### What needs to be done
Print the lines below word for word, keeping every character and coordinate unchanged.

### Supplied material
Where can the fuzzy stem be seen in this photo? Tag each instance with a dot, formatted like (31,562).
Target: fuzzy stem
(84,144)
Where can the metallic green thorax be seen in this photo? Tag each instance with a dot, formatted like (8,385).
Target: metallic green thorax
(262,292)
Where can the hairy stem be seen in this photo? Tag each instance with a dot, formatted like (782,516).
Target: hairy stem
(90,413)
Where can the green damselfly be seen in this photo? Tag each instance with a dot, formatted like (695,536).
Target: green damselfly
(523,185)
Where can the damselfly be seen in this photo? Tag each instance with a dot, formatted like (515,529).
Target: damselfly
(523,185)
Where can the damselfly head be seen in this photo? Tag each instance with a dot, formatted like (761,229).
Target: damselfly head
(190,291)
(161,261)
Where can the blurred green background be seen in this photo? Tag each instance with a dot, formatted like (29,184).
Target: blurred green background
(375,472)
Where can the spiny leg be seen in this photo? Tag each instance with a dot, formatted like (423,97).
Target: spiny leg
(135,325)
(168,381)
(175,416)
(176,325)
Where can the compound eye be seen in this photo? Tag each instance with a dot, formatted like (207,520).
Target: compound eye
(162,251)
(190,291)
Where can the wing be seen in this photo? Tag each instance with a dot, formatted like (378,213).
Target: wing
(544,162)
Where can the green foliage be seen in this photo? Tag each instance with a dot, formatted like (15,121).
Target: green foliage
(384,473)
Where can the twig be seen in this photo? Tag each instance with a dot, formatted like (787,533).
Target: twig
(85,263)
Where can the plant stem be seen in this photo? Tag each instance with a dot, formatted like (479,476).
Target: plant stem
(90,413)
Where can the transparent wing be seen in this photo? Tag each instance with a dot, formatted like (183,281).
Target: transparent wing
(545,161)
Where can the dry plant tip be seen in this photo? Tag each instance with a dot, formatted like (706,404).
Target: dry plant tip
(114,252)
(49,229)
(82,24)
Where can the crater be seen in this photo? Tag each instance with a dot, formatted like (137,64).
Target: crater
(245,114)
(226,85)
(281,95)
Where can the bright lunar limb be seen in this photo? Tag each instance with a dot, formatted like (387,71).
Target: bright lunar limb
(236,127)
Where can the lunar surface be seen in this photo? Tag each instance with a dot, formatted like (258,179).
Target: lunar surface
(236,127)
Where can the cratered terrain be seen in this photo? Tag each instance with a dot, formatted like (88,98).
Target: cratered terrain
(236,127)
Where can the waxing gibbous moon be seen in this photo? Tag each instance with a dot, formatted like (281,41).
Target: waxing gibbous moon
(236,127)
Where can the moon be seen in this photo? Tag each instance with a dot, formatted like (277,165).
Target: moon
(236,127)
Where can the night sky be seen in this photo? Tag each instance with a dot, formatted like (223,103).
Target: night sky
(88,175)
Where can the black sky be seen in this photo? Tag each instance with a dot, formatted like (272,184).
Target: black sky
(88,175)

### The completed task
Where can the fuzzy stem be seen in this photo? Tag each instance with a dot, formatted like (31,562).
Target: fuzzy stem
(84,144)
Where can the metallic green thorax be seen in this photo? Tag each instance with a dot, formatted like (8,385).
Target: metallic green thorax
(262,292)
Where can the hairy stem be seen in this photo? Tag each instance with a dot, formatted like (782,516).
Target: hairy stem
(90,413)
Where can the green damselfly be seen in this photo? Tag each instance with a dot, formatted like (695,536).
Target: green damselfly
(523,185)
Where can the damselfly be seen in this photo? Tag each instance with a dot, formatted like (515,529).
Target: damselfly
(523,185)
Where can the damselfly head be seen in this photo? Tag each instance with a dot, formatted like (761,229).
Target: damselfly head
(190,291)
(161,261)
Where can the blurred green background be seen in this photo? Tag each instance with a dot, formatted like (29,184).
Target: blurred green background
(375,472)
Where can the spiny leg be seen in this photo? Tag each instance with a dot, formatted like (423,97).
Target: spiny leg
(135,325)
(168,381)
(175,416)
(176,325)
Where can the compound eye be seen in this photo? Tag each instance with a dot, formatted like (207,520).
Target: compound eye
(162,251)
(190,291)
Where can the wing be seen in this photo? Tag each instance with a dot, formatted like (378,213).
Target: wing
(544,162)
Where can the green foliage be seen in this photo? Tag each instance with a dot, formatted like (15,121).
Target: green foliage
(384,473)
Where can the twig be seen in this photo? Tag each instance with a dot, formatted like (787,533).
Target: twig
(85,263)
Where can the plant stem be seen in this photo? Tag each instance with a dot, formatted like (479,476).
Target: plant stem
(90,413)
Where can the transparent wing be seen in this photo? Tag each instance with a dot, formatted like (183,281).
Target: transparent wing
(545,161)
Where can the dry plant tip be seen in this photo? Tag each instance with a dot, formatted like (706,404).
Target: dry plant tip
(114,252)
(49,229)
(82,24)
Where can the crater be seen in this photo? Tag each instance with a dot, formatted like (137,64).
Target: crater
(245,114)
(226,85)
(281,95)
Where can the bright lunar limb be seen in this photo? Tag each instance with a dot, formatted like (387,71).
Target: bright lunar limb
(236,127)
Where can the lunar surface be seen in this photo? Tag each instance with a dot, formatted like (258,179).
Target: lunar surface
(236,127)
Where can the cratered terrain be seen in this photo? Tag each instance with a dot, formatted like (88,98).
Target: cratered terrain
(236,127)
Where can the waxing gibbous moon be seen in this photo? Tag each instance with a dot, formatted like (281,41).
Target: waxing gibbous moon
(236,127)
Where can the moon be seen in this photo? Tag each instance with a dot, formatted like (277,165).
Target: moon
(236,127)
Where can the night sky be seen in this photo? Tag each instance with a dot, formatted like (223,103).
Target: night sky
(88,175)
Where can the black sky be seen in this photo? Tag each instance with a dot, formatted like (272,184).
Target: black sky
(88,175)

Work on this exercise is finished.